> [PROBLEM REQUIREMENTS] Below is a listing. Write out exactly its lines between the one holding "negative clicks: (220, 305) (232, 283)" and the one holding "234L441 247L440 264L445", inclusive.

> [RECORDS FOR THIS TASK]
◆ ◆ ◆ ◆ ◆ ◆ ◆

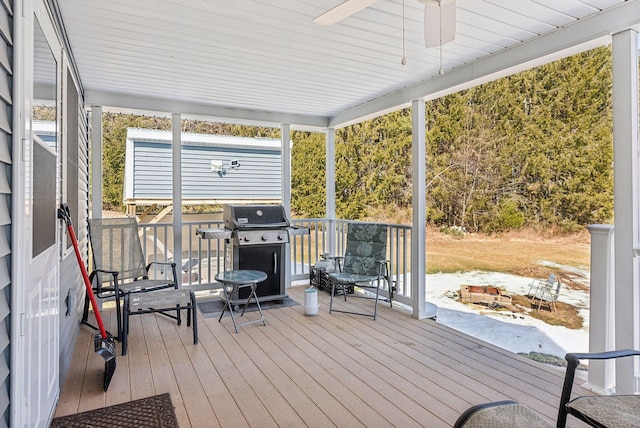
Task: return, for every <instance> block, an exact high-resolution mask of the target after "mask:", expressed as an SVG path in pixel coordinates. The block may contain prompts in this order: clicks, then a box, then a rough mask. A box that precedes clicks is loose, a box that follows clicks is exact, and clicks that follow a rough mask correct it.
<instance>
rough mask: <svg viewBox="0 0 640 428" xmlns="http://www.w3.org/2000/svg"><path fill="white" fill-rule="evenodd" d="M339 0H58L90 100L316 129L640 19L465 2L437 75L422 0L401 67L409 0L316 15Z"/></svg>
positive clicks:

◆ ◆ ◆ ◆ ◆ ◆ ◆

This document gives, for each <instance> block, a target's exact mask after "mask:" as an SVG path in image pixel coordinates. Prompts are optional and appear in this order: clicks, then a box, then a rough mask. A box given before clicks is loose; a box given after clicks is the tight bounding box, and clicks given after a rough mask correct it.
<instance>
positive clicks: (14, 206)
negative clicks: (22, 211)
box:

◆ ◆ ◆ ◆ ◆ ◆ ◆

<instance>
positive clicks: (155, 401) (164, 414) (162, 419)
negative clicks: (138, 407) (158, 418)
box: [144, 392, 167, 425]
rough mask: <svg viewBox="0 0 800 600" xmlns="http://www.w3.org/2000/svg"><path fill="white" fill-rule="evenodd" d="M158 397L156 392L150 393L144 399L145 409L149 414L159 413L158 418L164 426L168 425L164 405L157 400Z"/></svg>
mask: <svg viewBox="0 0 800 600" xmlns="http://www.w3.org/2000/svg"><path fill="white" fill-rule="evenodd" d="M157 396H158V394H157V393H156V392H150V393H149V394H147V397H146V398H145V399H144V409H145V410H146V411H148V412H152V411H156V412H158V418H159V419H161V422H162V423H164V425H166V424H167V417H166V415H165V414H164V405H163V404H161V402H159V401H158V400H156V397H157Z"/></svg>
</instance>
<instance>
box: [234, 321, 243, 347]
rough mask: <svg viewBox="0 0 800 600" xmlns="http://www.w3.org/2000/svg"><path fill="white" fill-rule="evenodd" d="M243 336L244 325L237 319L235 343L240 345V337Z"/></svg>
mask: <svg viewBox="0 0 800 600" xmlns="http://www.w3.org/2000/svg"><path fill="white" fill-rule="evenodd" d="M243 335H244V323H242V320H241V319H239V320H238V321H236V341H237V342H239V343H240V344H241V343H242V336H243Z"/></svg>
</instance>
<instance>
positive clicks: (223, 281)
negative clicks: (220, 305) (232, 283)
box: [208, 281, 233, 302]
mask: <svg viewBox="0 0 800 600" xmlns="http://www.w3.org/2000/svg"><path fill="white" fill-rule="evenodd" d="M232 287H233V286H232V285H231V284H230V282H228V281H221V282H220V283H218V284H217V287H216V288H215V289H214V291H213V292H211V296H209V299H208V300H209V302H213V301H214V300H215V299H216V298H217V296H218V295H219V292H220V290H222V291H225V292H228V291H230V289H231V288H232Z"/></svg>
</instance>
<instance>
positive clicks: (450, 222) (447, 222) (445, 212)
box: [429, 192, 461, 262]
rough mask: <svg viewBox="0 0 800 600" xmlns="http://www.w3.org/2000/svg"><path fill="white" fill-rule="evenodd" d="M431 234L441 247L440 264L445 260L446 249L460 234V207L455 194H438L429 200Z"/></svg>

◆ ◆ ◆ ◆ ◆ ◆ ◆

> [COMPLETED EXERCISE]
negative clicks: (220, 305) (232, 283)
box: [208, 281, 233, 302]
mask: <svg viewBox="0 0 800 600" xmlns="http://www.w3.org/2000/svg"><path fill="white" fill-rule="evenodd" d="M232 287H233V286H232V285H231V284H230V282H228V281H221V282H220V283H218V284H217V287H216V288H215V289H214V291H213V292H211V296H209V299H208V300H209V302H213V301H214V300H215V299H216V298H217V296H218V295H219V292H220V290H222V291H225V292H228V291H230V289H231V288H232Z"/></svg>
</instance>
<instance>
positive clicks: (450, 222) (447, 222) (445, 212)
box: [429, 192, 461, 262]
rough mask: <svg viewBox="0 0 800 600" xmlns="http://www.w3.org/2000/svg"><path fill="white" fill-rule="evenodd" d="M431 234L441 247L440 264L445 260L446 249L460 234V207L455 194H438L429 200Z"/></svg>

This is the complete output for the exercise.